WHAT NEEDS TO BE DONE – Render each line of the records as a row in a Markdown table with the columns "No." and "Text," skipping blank lines and leaving out the pictures.

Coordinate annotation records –
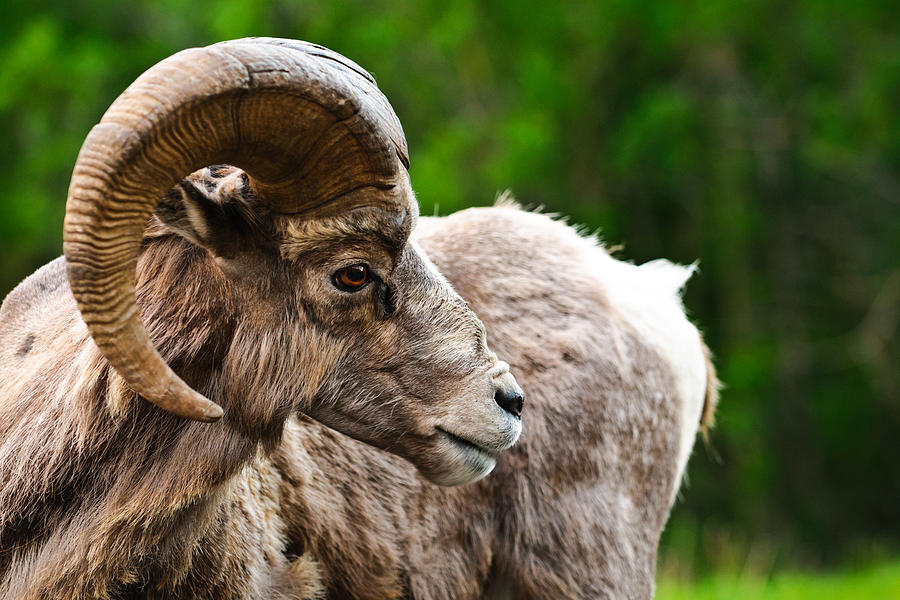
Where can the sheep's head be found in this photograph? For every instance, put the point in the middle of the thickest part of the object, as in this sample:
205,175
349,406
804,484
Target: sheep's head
343,318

COMPLETE RESPONSE –
| No. | Text |
|---|---|
| 1 | Where can the sheep's head be found in this photograph? For every instance, put the point in the middle of the thickest part of the object, as in this sample: |
| 2 | 205,175 |
| 3 | 349,406 |
| 4 | 804,484 |
| 5 | Target: sheep's head |
| 6 | 343,318 |